- What this task involves -
Could you return every record below exactly as it is written?

- Task inputs -
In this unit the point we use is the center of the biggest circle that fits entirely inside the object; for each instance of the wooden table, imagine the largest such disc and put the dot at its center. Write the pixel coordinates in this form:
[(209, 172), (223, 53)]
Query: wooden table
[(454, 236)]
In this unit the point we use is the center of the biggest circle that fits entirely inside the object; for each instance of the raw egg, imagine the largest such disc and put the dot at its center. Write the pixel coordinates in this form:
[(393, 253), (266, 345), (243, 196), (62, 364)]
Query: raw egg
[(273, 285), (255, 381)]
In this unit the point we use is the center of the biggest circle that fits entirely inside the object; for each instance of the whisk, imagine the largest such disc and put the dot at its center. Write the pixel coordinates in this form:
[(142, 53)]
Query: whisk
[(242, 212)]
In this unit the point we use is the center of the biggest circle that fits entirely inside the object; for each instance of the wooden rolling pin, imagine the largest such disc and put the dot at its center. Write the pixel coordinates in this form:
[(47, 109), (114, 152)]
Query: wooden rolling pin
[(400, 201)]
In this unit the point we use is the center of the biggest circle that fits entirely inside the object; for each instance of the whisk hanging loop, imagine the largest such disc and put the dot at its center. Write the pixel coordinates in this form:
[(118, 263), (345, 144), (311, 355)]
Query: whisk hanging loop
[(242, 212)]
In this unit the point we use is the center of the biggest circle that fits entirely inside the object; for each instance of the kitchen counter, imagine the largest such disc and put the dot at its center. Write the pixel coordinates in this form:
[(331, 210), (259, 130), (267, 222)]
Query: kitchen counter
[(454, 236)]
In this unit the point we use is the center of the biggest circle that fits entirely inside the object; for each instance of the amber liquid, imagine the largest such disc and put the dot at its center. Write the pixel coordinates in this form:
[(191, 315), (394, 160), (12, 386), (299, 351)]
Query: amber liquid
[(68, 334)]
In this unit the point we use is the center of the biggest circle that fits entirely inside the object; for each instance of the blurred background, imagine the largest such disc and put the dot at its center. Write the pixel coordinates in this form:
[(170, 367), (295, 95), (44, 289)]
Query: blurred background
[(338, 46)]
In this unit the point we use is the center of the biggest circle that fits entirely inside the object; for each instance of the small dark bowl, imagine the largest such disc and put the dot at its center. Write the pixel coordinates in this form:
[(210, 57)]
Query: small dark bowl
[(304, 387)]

- Task solution -
In this unit the point we use is the center of the biggest circle that fits entirely inside the object; for each instance of the wooden table, imagine the largest such disc and put the dot at its center. Write the pixel coordinates in this form:
[(209, 172), (223, 53)]
Query: wooden table
[(454, 236)]
In this unit the point we use is the center of the biggest circle that fits entirely inside the object; for each instance of the raw egg, imagine the largest such disc and put the dot at its center. Write the pixel coordinates in this form:
[(393, 253), (266, 345), (243, 196), (62, 364)]
Query: raw egg
[(273, 285), (255, 381)]
In this unit the point we use is the center of the biggest circle that fits entirely inside the object; for each instance of the whisk, imagine the largest such disc and put the dot at its center. Write the pixel coordinates in this form:
[(142, 53)]
Query: whisk
[(242, 212)]
In this unit the point we use is the center of the biggest circle that fits entirely inside the object; for each instance of the wooden rolling pin, imagine the largest such disc and put the dot at its center. Write the pixel coordinates in this form:
[(47, 109), (114, 152)]
Query: wooden rolling pin
[(400, 201)]
In this unit the point we use is the center of the biggest circle that fits entirely inside the object; for each instance of the whisk hanging loop, imagine the largest such disc and put the dot at its center. Write the pixel coordinates in this form:
[(118, 263), (345, 144), (311, 355)]
Query: whisk hanging loop
[(242, 212)]
In this unit the point we use is the center of the biggest circle that fits entirely inside the object; for each instance of the kitchen counter, imagine the largest such disc and put the dot at its center. Write the pixel coordinates in this form:
[(331, 210), (259, 130), (267, 222)]
Query: kitchen counter
[(454, 236)]
In this unit the point we use is the center of the biggest circle that fits entirely inside the object; for each instance of the amber liquid, imagine the largest such disc and put the dot at its center. Write the pixel coordinates in this form:
[(191, 315), (394, 160), (12, 386), (299, 351)]
Query: amber liquid
[(68, 334)]
In this unit the point we use is the center of the biggest circle that fits entirely inside the object; for each instance of the blurred background, imagine the largest such disc and put the dot at its center. Write the pixel coordinates in this form:
[(170, 367), (295, 95), (44, 289)]
Query: blurred background
[(338, 46)]
In this unit the point we use is the center of the biggest circle that fits entirely inside the object; for each instance of the small dark bowl, imagine the largest such disc and put the dot at its center. Write the pixel coordinates in this form:
[(210, 57)]
Query: small dark bowl
[(304, 387)]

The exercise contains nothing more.